SHORT EXERCISE »
Can you transcribe every line of the material below word for word, leaving the pictures out of your copy?

>> BEGIN PROVIDED MATERIAL

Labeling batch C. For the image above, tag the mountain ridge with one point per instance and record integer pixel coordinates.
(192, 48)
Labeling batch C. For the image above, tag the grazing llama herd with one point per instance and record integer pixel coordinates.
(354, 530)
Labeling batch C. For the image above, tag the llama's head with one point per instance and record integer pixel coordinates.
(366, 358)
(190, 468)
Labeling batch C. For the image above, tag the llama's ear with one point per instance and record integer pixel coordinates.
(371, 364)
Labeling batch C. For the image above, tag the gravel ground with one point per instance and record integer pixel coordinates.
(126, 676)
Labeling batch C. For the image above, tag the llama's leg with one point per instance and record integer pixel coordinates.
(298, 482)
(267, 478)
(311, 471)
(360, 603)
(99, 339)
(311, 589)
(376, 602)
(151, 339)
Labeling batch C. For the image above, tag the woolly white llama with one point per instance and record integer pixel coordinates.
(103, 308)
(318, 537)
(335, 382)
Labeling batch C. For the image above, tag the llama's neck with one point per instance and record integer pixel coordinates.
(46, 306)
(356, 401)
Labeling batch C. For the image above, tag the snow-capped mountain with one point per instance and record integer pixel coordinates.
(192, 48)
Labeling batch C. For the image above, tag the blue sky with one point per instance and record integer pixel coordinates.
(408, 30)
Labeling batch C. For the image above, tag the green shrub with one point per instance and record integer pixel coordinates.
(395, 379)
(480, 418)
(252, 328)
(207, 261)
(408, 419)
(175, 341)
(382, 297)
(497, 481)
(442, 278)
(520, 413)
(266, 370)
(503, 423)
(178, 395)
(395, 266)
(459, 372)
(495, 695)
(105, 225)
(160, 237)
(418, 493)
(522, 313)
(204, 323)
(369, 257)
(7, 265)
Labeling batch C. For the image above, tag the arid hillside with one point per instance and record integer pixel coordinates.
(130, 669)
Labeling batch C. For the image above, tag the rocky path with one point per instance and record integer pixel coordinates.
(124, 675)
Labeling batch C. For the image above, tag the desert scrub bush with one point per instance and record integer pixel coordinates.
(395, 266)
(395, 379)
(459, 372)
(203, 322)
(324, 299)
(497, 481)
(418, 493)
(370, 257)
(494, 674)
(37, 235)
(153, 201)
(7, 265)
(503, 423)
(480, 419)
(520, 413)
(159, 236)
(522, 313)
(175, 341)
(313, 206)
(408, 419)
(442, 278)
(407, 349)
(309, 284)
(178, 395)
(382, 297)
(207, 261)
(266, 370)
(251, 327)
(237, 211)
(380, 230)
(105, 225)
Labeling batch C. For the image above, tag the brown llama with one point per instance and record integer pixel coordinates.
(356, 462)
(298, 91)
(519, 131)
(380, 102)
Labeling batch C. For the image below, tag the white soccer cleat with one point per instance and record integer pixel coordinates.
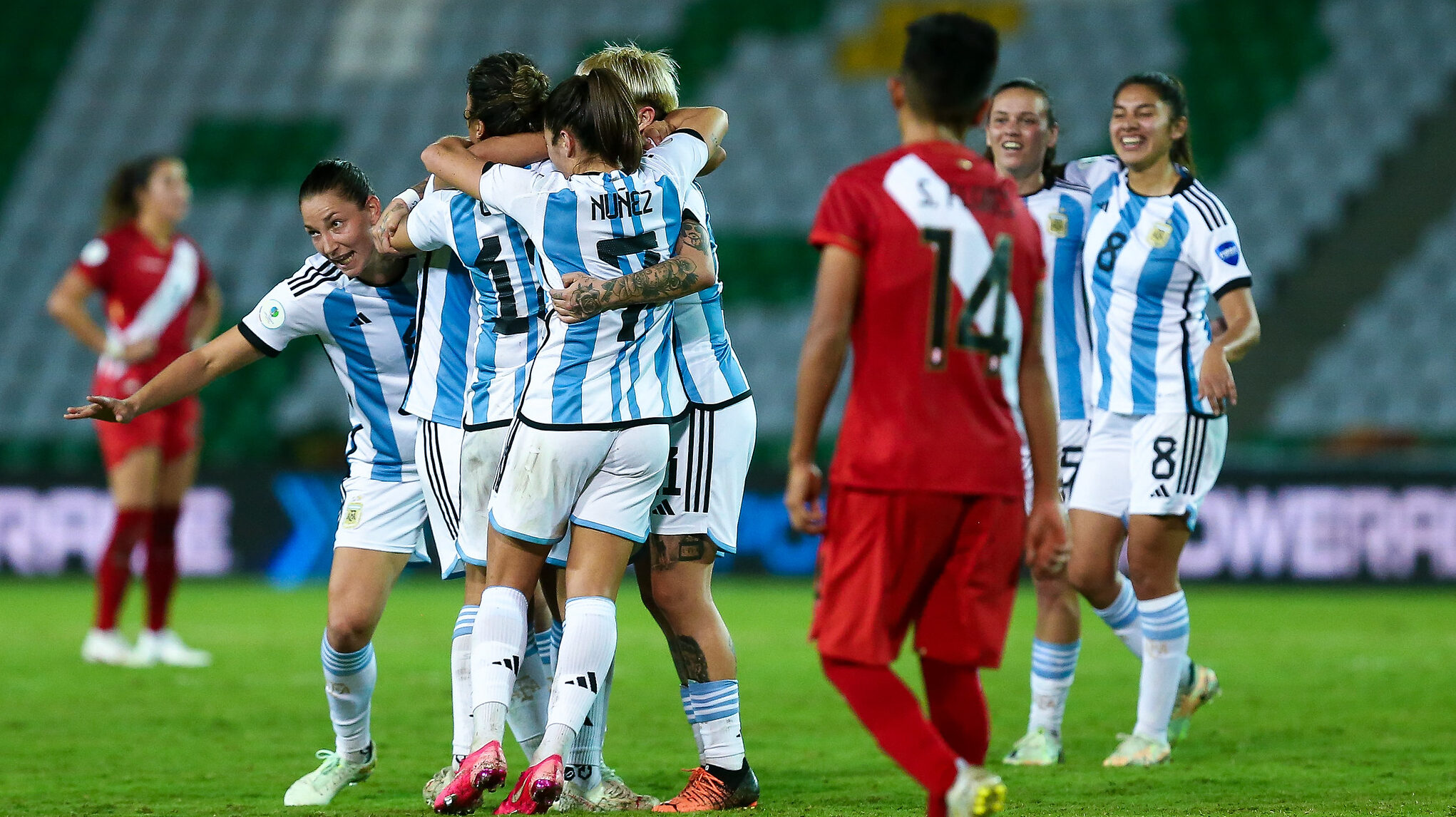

>> END PROVIDED MATERIAL

SOLUTION TO THIS PROBLEM »
Labeling batch C. For the image above, tag the mountain ridge with one point per instance and record integer pixel coordinates.
(192, 48)
Labeling batch C. For the image above, tag the grazing llama herd with one point per instance and record integer pixel coordinates.
(354, 530)
Labeling batch C. For the image above, tag the llama's head with one point per instance and record integer pixel coordinates.
(366, 358)
(190, 468)
Labeling batch C. For the image above, tag the llama's ear with one point per instance and record integer pixel coordinates.
(371, 364)
Labeling batch C. For the image above, tag the gravel ground with one point per instance and record integer pixel coordinates.
(126, 676)
Labeling batch C. For the image above, tag the llama's leg with one point per instance and record integer pixel coordinates.
(298, 482)
(267, 478)
(311, 471)
(360, 603)
(99, 339)
(311, 589)
(376, 602)
(151, 339)
Labeling batch C. For the image above, tag the woolly white llama with one point per instance and record integer pixel coordinates.
(103, 308)
(318, 537)
(335, 382)
Labeling batch C. For the image above, tag the llama's neck with one point per instance and record integer pixel coordinates.
(46, 306)
(356, 401)
Labeling batch C. For the image above, tag the snow-capped mountain with one point per instance and record integer pixel coordinates.
(192, 48)
Labeling batch C. For the image above, tag the blue sky with one point per instance and record integer pixel coordinates.
(408, 30)
Labeling batch C. For the image above, tag the green shrub with one point per instance and record integer pixel coordinates.
(395, 379)
(480, 418)
(252, 328)
(207, 261)
(408, 419)
(175, 341)
(382, 297)
(497, 481)
(442, 278)
(520, 413)
(266, 370)
(503, 423)
(178, 395)
(395, 266)
(459, 372)
(495, 695)
(105, 225)
(160, 237)
(418, 493)
(522, 313)
(204, 323)
(369, 257)
(7, 265)
Labeling batch C. For the image above, tag the arid hillside with one point per instance and record integer pixel coordinates.
(130, 669)
Labeling batch C. For the image above, tag the rocky path with one point per instance and record integer pixel coordinates.
(124, 675)
Labeling batch C. For the image above, tag the desert scrub bush with one point per instance and record integer pixel coordinates.
(395, 266)
(395, 379)
(459, 372)
(203, 322)
(324, 299)
(497, 481)
(418, 493)
(370, 257)
(494, 674)
(37, 235)
(153, 201)
(7, 265)
(503, 423)
(480, 419)
(520, 413)
(159, 236)
(522, 313)
(175, 341)
(313, 206)
(408, 419)
(442, 278)
(407, 349)
(309, 284)
(178, 395)
(382, 297)
(207, 261)
(266, 370)
(251, 327)
(237, 211)
(380, 230)
(105, 225)
Labeling batch C. For the image above, tag the brown llama with one point per instance and record integer pixel coordinates.
(356, 462)
(298, 91)
(519, 131)
(380, 102)
Labeling batch C. For the image below, tag the white soccer cleat with one point per instance and record integer pixel coordinates.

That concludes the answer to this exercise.